[Source data]
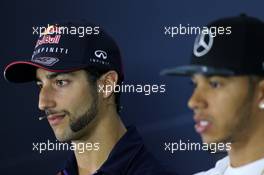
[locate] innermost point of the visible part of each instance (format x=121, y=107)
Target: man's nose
x=46, y=98
x=198, y=99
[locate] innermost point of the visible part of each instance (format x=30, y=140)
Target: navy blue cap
x=237, y=49
x=61, y=48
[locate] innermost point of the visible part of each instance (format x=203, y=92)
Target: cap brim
x=190, y=70
x=25, y=71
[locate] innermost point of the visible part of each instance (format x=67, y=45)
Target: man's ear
x=107, y=83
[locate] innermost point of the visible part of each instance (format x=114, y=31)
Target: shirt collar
x=118, y=160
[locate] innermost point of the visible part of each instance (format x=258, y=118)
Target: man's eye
x=61, y=83
x=193, y=84
x=39, y=85
x=215, y=84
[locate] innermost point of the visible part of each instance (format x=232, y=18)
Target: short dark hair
x=93, y=74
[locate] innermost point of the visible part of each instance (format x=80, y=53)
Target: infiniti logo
x=202, y=44
x=100, y=54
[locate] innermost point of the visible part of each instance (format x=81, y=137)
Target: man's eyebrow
x=55, y=74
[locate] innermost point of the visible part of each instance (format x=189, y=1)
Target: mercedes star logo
x=203, y=44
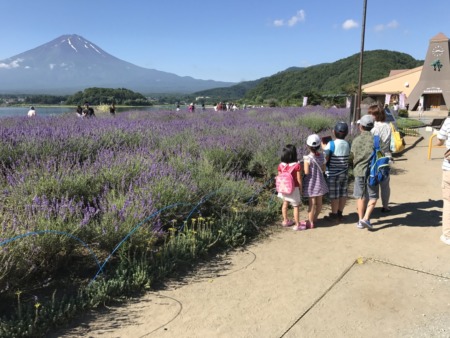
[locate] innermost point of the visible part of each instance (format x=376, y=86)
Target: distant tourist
x=79, y=111
x=112, y=110
x=88, y=111
x=396, y=107
x=32, y=112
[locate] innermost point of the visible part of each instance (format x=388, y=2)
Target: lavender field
x=85, y=199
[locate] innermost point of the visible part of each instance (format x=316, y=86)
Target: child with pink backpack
x=288, y=184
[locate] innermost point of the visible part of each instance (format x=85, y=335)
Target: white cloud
x=12, y=64
x=299, y=17
x=382, y=27
x=349, y=24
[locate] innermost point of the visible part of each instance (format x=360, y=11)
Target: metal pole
x=361, y=58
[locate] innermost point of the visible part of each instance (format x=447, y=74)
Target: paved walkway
x=333, y=281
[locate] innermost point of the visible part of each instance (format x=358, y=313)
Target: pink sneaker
x=300, y=227
x=288, y=223
x=309, y=225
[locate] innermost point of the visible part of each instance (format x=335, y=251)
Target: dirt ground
x=333, y=281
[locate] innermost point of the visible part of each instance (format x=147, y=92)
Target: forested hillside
x=340, y=77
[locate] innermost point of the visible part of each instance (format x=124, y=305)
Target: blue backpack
x=378, y=168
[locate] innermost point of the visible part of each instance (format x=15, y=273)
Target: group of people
x=87, y=111
x=333, y=158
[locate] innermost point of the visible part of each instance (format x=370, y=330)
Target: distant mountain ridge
x=71, y=63
x=332, y=78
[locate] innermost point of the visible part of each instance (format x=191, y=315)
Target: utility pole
x=361, y=59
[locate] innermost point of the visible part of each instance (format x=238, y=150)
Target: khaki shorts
x=370, y=192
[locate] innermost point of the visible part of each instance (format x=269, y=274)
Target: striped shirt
x=444, y=135
x=338, y=159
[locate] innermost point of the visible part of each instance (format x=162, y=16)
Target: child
x=289, y=161
x=337, y=154
x=314, y=184
x=360, y=154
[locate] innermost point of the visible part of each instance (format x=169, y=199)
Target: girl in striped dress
x=314, y=184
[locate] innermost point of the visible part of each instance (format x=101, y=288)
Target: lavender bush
x=166, y=182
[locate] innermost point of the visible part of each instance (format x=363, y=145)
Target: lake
x=54, y=111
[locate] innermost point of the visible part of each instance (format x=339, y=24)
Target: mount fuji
x=71, y=63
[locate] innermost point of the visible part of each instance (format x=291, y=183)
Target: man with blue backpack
x=361, y=152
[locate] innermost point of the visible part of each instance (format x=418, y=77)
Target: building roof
x=439, y=37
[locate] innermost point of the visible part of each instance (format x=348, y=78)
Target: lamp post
x=361, y=58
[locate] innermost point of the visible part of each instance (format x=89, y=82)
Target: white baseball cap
x=313, y=140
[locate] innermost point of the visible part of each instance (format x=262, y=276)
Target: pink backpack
x=284, y=182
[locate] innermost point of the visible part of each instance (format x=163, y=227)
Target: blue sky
x=233, y=40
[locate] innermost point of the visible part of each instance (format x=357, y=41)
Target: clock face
x=437, y=50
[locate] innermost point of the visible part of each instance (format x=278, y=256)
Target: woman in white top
x=383, y=130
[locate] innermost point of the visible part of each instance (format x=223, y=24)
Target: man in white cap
x=360, y=153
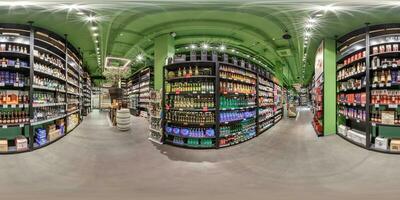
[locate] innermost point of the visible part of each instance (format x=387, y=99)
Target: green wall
x=329, y=87
x=163, y=48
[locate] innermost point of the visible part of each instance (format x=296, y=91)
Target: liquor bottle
x=375, y=79
x=179, y=72
x=196, y=71
x=382, y=77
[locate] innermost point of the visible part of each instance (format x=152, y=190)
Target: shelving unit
x=137, y=91
x=216, y=102
x=33, y=87
x=368, y=87
x=87, y=94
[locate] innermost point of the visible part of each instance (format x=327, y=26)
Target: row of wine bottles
x=14, y=117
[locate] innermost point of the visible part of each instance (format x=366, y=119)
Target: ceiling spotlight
x=139, y=57
x=71, y=7
x=320, y=14
x=90, y=18
x=328, y=8
x=17, y=3
x=309, y=25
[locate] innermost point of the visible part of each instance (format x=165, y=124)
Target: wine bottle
x=196, y=71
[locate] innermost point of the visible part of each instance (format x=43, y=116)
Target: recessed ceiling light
x=139, y=57
x=17, y=3
x=90, y=18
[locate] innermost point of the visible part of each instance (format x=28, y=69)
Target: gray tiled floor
x=286, y=162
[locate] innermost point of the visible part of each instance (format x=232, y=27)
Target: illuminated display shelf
x=369, y=117
x=49, y=50
x=211, y=71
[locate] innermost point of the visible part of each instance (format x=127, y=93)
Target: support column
x=163, y=49
x=329, y=87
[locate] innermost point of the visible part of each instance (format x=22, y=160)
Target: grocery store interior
x=199, y=99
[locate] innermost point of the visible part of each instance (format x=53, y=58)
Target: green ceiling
x=128, y=28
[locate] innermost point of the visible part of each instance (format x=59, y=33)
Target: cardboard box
x=53, y=135
x=50, y=128
x=60, y=122
x=3, y=145
x=358, y=136
x=21, y=143
x=395, y=145
x=343, y=130
x=381, y=143
x=387, y=117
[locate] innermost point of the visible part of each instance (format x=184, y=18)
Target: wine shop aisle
x=287, y=162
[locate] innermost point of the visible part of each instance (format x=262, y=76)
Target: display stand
x=368, y=87
x=40, y=87
x=211, y=101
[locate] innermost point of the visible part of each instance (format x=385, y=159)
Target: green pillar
x=329, y=87
x=163, y=48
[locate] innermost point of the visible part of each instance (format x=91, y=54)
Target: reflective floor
x=287, y=162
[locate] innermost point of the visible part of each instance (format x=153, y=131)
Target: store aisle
x=287, y=162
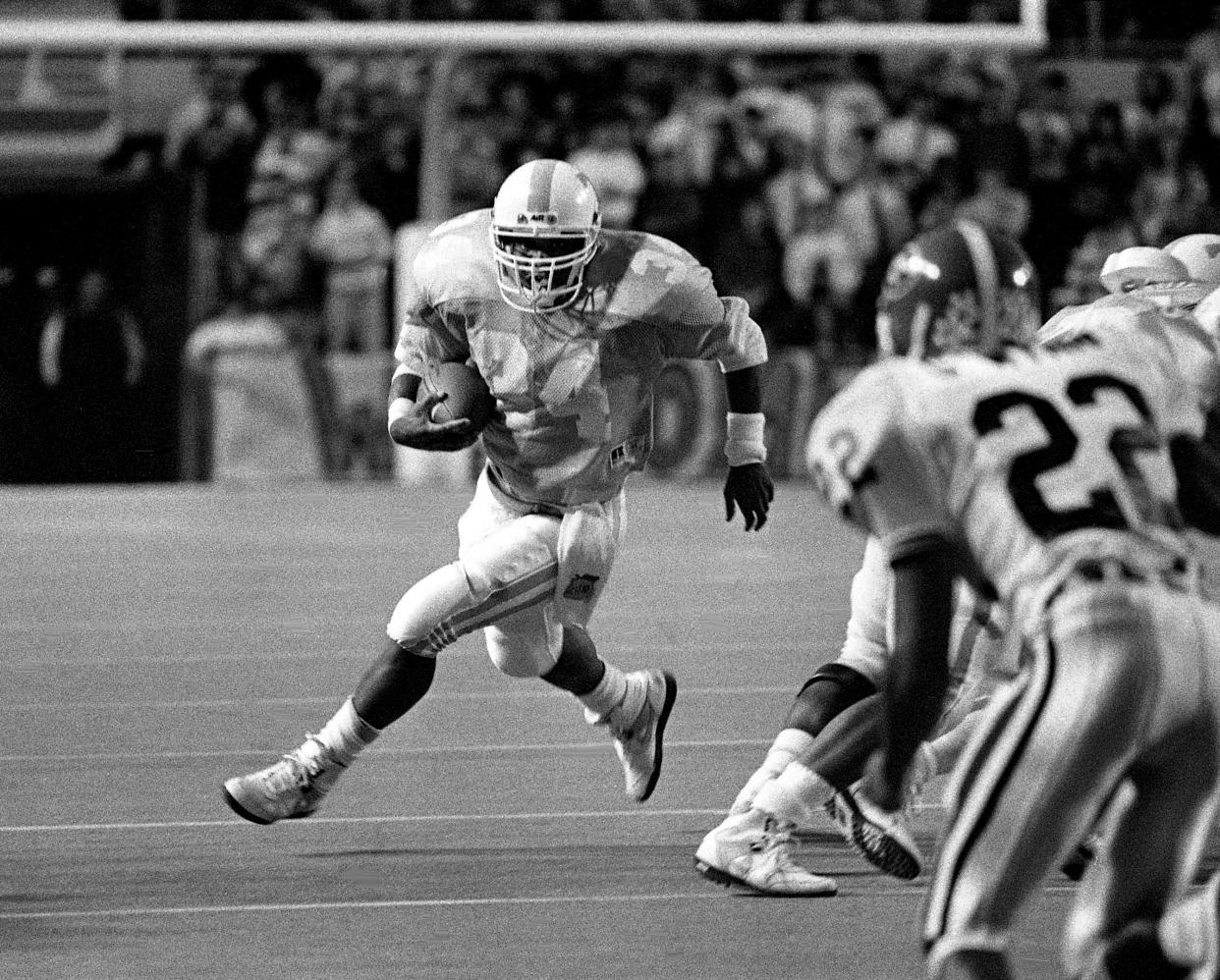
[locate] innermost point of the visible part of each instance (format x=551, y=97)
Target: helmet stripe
x=540, y=180
x=982, y=256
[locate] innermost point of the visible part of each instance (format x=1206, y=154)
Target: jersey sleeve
x=880, y=463
x=691, y=318
x=432, y=327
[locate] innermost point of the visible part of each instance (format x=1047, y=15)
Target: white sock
x=797, y=794
x=610, y=692
x=347, y=734
x=1183, y=930
x=788, y=745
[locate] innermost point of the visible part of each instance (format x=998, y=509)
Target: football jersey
x=1024, y=464
x=1162, y=314
x=574, y=385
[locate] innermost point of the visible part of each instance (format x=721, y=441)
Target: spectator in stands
x=1049, y=121
x=275, y=242
x=213, y=139
x=821, y=274
x=342, y=109
x=90, y=357
x=1155, y=119
x=1103, y=168
x=994, y=203
x=796, y=181
x=474, y=171
x=876, y=212
x=1171, y=195
x=1115, y=231
x=613, y=166
x=294, y=154
x=671, y=203
x=692, y=123
x=913, y=140
x=354, y=245
x=388, y=172
x=996, y=141
x=852, y=112
x=1203, y=52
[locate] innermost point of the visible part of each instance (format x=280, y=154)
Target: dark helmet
x=958, y=287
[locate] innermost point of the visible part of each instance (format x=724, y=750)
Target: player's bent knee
x=1133, y=953
x=525, y=645
x=831, y=690
x=431, y=601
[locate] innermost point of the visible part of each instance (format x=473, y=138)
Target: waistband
x=1180, y=574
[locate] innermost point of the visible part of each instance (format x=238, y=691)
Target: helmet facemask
x=542, y=269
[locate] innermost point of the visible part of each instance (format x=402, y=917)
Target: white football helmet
x=545, y=223
x=1134, y=268
x=1200, y=256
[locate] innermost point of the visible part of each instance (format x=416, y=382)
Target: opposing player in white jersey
x=1058, y=483
x=570, y=326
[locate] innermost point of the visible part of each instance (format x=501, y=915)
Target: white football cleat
x=881, y=838
x=754, y=849
x=638, y=727
x=289, y=789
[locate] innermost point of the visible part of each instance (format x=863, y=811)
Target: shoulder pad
x=646, y=274
x=455, y=261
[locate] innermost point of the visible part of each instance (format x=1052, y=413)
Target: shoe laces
x=776, y=843
x=299, y=768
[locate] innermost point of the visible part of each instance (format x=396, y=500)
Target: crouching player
x=828, y=734
x=1058, y=483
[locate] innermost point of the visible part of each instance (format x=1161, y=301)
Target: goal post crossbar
x=499, y=36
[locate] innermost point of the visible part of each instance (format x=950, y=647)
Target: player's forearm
x=403, y=389
x=743, y=389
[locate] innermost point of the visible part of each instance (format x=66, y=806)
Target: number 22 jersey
x=1023, y=463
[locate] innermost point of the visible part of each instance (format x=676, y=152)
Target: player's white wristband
x=398, y=408
x=745, y=438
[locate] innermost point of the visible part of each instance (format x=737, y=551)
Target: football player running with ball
x=570, y=326
x=1060, y=483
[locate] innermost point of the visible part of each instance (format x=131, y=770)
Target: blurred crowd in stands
x=793, y=180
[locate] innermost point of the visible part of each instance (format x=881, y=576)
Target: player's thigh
x=587, y=545
x=525, y=644
x=1155, y=840
x=1048, y=754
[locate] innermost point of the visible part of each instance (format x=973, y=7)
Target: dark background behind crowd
x=793, y=178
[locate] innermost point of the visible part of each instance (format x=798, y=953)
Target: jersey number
x=1125, y=443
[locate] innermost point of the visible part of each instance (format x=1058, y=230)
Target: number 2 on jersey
x=1104, y=509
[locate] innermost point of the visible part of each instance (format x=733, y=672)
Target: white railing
x=751, y=38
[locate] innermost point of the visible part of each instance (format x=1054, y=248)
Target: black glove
x=750, y=488
x=417, y=430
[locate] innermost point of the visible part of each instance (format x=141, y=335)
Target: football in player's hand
x=467, y=394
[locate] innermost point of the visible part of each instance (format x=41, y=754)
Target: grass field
x=157, y=640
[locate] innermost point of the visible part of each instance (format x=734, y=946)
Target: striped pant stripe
x=983, y=787
x=529, y=590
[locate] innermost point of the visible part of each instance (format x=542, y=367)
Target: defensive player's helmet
x=1139, y=266
x=958, y=287
x=1199, y=253
x=545, y=222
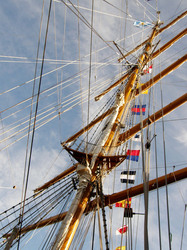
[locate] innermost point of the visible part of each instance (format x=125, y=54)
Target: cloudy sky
x=64, y=89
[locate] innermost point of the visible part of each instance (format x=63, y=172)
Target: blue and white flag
x=141, y=24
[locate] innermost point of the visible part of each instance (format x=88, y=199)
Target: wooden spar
x=42, y=223
x=56, y=179
x=160, y=75
x=90, y=125
x=127, y=135
x=158, y=32
x=128, y=88
x=113, y=198
x=144, y=87
x=152, y=118
x=71, y=221
x=138, y=190
x=154, y=55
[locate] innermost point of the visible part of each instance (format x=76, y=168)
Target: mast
x=71, y=221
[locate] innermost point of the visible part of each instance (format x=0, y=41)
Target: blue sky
x=19, y=29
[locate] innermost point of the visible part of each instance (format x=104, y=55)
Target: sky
x=68, y=53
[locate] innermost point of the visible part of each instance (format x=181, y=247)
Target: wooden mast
x=71, y=221
x=113, y=198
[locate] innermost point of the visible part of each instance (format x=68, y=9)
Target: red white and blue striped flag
x=128, y=177
x=122, y=230
x=138, y=109
x=133, y=155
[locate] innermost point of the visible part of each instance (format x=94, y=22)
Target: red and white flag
x=121, y=230
x=147, y=69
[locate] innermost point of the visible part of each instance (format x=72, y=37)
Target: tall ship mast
x=118, y=180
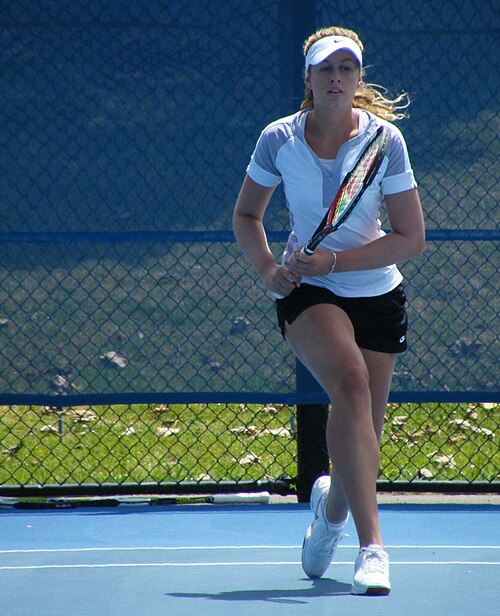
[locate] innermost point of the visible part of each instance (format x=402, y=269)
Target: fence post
x=297, y=19
x=312, y=453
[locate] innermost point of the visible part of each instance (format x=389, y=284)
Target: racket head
x=352, y=188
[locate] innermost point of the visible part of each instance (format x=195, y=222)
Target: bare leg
x=358, y=383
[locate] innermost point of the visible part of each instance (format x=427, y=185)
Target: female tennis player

**What is required**
Nothing but an exact copy belongs in the answer: the lines from the top of the records through the line containing "(format x=203, y=92)", minus the pictures.

**Task solution**
[locate] innermost point of the visible part of each instance (format x=121, y=107)
Target: man's nose
x=46, y=98
x=198, y=99
[locate] innermost point of the visible part of each instance (format x=30, y=140)
Target: navy blue cap
x=237, y=49
x=61, y=48
[locate] innermost point of the visible part of each instance (format x=203, y=92)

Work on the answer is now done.